__Check your understanding__.
[1] List every country that the passage on trans fat laws names.
[2] Resume the passage on trans fat laws after its final sentence.

__Selected passage__.
↓↓↓

The WHO has reported that, so far, 58 countries have implemented laws that will protect 3.2 billion people from ingesting harmful trans fats by the end of 2021. More than 100 countries, however, have yet to take any action against the substance.

Given our current global situation, the WHO Director-General outlines why timely action is imperative.

“In a time when the whole world is fighting the COVID-19 pandemic, we must make every effort to protect people’s health. That must include taking all steps possible to prevent noncommunicable diseases that can make them more susceptible to the coronavirus, and cause premature death,” said WHO Director-General Dr Tedros Adhanom Ghebreyesus. “Our goal of eliminating trans fats by 2023 must not be delayed.” 

Countries legislating trans fats

Fifteen countries account for about two thirds of deaths linked to trans-fat intake worldwide. Of these, four (Canada, Latvia, Slovenia, and United States of America) have implemented WHO-recommended best-practice policies since 2017.

↑↑↑

__Data__.
↓↓↓

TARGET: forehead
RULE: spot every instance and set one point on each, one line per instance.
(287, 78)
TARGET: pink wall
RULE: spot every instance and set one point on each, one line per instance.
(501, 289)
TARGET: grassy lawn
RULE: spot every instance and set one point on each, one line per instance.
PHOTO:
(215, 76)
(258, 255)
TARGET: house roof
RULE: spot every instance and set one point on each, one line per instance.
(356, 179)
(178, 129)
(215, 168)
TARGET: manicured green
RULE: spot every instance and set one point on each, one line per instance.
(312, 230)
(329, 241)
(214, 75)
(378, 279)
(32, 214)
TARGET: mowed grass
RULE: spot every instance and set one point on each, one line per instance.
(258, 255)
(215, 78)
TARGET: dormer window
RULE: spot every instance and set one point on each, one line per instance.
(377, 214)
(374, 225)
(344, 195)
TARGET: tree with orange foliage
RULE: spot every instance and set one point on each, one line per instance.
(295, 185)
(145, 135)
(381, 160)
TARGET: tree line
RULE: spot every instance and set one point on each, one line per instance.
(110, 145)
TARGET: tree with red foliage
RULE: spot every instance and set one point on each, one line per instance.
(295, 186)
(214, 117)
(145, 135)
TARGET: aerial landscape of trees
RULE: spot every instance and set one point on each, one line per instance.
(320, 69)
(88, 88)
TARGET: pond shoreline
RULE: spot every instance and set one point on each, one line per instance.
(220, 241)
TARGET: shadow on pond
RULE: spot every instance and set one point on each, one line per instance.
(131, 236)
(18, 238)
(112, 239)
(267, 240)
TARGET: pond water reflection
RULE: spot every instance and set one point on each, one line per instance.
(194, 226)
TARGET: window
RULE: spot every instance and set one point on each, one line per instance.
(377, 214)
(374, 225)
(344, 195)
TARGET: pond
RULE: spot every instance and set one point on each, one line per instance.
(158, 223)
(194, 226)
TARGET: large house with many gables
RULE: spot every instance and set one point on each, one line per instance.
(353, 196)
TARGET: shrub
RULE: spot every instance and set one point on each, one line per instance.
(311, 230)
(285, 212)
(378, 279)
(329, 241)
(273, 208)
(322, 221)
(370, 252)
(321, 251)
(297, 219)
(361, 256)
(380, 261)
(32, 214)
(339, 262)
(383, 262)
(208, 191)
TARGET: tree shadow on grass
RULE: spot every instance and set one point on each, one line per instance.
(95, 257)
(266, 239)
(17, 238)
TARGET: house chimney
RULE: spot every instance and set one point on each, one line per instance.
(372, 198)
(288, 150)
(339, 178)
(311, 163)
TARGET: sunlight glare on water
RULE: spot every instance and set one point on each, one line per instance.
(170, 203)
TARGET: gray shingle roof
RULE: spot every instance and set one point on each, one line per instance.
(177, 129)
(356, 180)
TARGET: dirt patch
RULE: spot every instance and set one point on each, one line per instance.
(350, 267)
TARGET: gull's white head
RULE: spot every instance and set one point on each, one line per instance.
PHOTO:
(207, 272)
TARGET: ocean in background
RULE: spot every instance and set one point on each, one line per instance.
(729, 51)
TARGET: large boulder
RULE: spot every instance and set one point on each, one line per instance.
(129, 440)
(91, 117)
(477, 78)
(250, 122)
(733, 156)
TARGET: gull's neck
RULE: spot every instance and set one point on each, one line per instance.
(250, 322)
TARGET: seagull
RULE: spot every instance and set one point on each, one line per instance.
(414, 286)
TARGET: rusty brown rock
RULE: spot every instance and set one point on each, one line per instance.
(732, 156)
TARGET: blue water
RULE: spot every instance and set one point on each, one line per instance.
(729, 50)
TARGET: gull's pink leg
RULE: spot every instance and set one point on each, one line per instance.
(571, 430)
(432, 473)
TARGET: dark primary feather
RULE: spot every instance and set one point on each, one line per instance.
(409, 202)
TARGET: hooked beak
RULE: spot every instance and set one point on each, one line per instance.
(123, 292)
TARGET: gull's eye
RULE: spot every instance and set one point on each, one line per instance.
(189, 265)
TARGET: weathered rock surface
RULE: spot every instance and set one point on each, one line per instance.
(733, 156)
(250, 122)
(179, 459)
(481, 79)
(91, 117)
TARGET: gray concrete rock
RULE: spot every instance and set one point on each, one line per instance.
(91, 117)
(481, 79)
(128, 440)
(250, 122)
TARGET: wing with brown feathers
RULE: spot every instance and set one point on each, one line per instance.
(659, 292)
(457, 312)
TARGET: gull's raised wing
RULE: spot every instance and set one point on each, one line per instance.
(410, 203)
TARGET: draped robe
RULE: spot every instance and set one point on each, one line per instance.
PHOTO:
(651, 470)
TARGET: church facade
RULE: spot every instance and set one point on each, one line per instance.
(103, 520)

↑↑↑

__Answers by task__.
[1] Canada, Latvia, Slovenia, United States of America

[2]
However, the remaining 11 countries (Azerbaijan, Bangladesh, Bhutan, Ecuador, Egypt, India, Iran, Mexico, Nepal, Pakistan, Republic of Korea) are yet to take action.

The WHO has reported encouraging trends however, that give cause for optimism for achieving the 2023 goal. These are that when countries do act, they usually adopt industry best practices, rather than the less restrictive options. Secondly, there is increasing adoption by regional agencies that govern multiple countries, such as the EU and all 35 countries that are part of the WHO American Region/Pan American Health Organization. These strategies will help to accelerate full global adoption of the WHO trans-fat plan.

“With the global economic downturn, more than ever, countries are looking for best buys in public health,” said Dr Tom Frieden, President and CEO of Resolve to Save Lives. “Making food trans fat-free saves lives and saves money, and, by preventing heart attacks, reduces the burden on health care facilities.” 

Despite the encouraging progress, disparities persist in policy coverage by region and country income level. Most policy actions to date, including those passed in 2019 and 2020, have been in higher-income countries and in the WHO regions of the Americas and Europe. Best-practice policies have been adopted by seven upper-middle-income countries and 33 high-income countries; no low-income or lower-middle-income countries have yet done so.